▶ _Data entries_
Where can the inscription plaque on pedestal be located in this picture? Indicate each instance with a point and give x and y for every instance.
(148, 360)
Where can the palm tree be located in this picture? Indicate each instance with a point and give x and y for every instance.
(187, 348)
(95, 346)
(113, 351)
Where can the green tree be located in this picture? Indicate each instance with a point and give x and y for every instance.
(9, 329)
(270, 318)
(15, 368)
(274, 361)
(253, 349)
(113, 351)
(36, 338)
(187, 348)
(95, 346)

▶ _Exercise prompt_
Please copy all of the lines above word for word.

▶ _Task answer_
Where can the inscription plaque on pedestal be located in this picture? Indicate each instance with a point and give x and y for every instance.
(148, 360)
Where can the palm tree be located in this picture? Indicate each instance with a point and give x and y for every instance.
(187, 348)
(95, 346)
(113, 351)
Where can the green tree be located in this picture? Indicate each instance with a point and give x and y for every instance.
(9, 329)
(270, 318)
(15, 368)
(274, 361)
(253, 349)
(113, 351)
(36, 338)
(187, 348)
(95, 346)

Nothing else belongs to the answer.